Re: [PATCH 1/7] SUNRPC: change service idle list to be an llist

[Date Prev][Date Next][Thread Prev][Thread Next][Date Index][Thread Index]

 



On Sat, 19 Aug 2023, Chuck Lever wrote:
> On Fri, Aug 18, 2023 at 11:45:06AM +1000, NeilBrown wrote:
> > With an llist we don't need to take a lock to add a thread to the list,
> > though we still need a lock to remove it.  That will go in the next
> > patch.
> > 
> > Unlike double-linked lists, a thread cannot reliably remove itself from
> > the list.  Only the first thread can be removed, and that can change
> > asynchronously.  So some care is needed.
> > 
> > We already check if there is pending work to do, so we are unlikely to
> > add ourselves to the idle list and then want to remove ourselves again.
> > 
> > If we DO find something needs to be done after adding ourselves to the
> > list, we simply wake up the first thread on the list.  If that was us,
> > we successfully removed ourselves and can continue.  If it was some
> > other thread, they will do the work that needs to be done.  We can
> > safely sleep until woken.

» **EXTRACTED DATA**:

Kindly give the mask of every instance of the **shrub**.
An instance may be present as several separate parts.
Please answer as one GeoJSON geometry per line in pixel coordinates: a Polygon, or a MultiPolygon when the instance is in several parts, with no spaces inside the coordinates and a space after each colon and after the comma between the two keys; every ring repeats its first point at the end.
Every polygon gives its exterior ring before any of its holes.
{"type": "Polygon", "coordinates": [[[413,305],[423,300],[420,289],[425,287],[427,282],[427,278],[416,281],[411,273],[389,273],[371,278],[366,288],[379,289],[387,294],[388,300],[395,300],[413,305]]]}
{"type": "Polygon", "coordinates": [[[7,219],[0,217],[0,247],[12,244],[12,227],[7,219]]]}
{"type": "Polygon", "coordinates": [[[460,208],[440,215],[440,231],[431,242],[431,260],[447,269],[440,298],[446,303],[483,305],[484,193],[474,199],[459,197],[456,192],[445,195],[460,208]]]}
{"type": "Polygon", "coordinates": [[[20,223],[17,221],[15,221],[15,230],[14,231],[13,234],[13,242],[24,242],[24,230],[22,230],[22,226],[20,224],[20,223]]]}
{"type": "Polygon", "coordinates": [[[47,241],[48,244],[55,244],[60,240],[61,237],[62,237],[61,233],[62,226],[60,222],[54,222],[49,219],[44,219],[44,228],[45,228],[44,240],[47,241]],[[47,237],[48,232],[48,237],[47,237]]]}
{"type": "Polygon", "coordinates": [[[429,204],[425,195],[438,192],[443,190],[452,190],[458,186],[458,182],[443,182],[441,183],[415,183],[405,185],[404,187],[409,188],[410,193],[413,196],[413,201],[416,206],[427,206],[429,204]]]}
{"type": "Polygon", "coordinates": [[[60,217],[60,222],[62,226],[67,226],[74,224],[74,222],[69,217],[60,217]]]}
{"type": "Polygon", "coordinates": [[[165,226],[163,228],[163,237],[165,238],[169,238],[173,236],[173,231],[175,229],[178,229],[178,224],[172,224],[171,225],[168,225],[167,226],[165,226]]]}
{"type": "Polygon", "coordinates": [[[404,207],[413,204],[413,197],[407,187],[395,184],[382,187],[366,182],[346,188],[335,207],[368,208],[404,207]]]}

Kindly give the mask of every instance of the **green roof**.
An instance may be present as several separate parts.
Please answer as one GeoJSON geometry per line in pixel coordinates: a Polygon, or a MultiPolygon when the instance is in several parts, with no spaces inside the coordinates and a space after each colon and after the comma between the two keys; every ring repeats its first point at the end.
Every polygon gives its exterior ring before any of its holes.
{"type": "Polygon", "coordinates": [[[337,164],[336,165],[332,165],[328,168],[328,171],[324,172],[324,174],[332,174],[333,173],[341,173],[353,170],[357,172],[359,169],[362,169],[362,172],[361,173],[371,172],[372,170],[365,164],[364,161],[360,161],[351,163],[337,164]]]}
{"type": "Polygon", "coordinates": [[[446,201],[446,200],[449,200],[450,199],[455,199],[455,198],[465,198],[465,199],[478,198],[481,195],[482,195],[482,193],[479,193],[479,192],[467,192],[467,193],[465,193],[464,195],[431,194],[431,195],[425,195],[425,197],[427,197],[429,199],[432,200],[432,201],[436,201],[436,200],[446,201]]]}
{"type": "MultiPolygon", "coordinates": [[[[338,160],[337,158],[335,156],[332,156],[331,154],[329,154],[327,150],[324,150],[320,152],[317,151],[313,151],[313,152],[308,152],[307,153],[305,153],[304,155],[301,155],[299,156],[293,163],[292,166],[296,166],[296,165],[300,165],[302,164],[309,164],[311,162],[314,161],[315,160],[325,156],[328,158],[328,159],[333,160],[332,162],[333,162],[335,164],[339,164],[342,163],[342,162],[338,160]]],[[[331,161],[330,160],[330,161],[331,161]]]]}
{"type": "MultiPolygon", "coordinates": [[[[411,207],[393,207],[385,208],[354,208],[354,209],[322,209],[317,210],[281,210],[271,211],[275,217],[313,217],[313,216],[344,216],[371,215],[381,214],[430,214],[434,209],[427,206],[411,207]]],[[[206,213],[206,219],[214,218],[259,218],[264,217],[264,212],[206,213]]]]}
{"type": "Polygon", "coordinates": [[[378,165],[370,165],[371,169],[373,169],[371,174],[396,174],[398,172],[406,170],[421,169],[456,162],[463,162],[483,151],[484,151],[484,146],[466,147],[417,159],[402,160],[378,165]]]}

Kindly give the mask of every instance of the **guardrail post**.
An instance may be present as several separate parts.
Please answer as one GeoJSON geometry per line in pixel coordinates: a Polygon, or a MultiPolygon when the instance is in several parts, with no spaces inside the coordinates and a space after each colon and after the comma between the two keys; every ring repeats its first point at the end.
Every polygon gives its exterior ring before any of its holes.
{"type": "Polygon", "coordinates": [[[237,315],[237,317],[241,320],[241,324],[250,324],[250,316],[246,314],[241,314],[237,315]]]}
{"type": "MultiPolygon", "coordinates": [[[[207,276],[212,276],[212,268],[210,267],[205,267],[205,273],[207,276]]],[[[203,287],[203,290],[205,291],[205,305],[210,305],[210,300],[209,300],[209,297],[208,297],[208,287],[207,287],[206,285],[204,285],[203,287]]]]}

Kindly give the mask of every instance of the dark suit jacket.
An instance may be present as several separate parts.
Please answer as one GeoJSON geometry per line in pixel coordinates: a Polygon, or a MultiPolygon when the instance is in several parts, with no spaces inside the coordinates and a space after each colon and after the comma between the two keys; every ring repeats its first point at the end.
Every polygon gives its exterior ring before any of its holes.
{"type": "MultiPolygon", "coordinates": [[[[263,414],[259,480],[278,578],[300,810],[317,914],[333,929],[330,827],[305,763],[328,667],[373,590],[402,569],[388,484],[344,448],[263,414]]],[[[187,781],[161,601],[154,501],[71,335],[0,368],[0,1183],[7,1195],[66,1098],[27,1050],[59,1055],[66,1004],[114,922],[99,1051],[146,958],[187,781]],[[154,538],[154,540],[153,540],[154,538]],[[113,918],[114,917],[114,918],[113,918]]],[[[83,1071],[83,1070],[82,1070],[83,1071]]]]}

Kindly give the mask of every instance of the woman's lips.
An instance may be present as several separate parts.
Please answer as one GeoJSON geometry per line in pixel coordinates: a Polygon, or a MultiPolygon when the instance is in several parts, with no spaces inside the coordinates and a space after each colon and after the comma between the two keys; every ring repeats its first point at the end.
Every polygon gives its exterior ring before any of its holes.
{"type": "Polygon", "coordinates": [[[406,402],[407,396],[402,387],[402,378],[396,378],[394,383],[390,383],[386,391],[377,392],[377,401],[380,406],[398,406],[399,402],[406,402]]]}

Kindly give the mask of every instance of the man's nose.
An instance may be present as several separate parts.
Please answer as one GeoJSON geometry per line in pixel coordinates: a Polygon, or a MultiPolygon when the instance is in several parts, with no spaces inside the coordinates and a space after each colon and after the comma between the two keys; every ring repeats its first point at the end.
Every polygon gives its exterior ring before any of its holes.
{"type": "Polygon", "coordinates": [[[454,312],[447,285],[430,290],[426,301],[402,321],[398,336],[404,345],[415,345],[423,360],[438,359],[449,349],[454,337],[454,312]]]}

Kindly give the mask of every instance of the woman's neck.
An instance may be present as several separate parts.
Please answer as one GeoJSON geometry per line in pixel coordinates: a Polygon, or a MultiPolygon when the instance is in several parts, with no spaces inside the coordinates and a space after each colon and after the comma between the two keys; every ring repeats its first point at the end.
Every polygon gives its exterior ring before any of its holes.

» **DIRECTIONS FOR THIS TASK**:
Write out the SUNRPC patch reply word for word from "On Sat, 19 Aug" to "remove ourselves again.". Rely only on the SUNRPC patch reply and set the lines aside.

» **FINISHED TASK**:
On Sat, 19 Aug 2023, Chuck Lever wrote:
> On Fri, Aug 18, 2023 at 11:45:06AM +1000, NeilBrown wrote:
> > With an llist we don't need to take a lock to add a thread to the list,
> > though we still need a lock to remove it.  That will go in the next
> > patch.
> > 
> > Unlike double-linked lists, a thread cannot reliably remove itself from
> > the list.  Only the first thread can be removed, and that can change
> > asynchronously.  So some care is needed.
> > 
> > We already check if there is pending work to do, so we are unlikely to
> > add ourselves to the idle list and then want to remove ourselves again.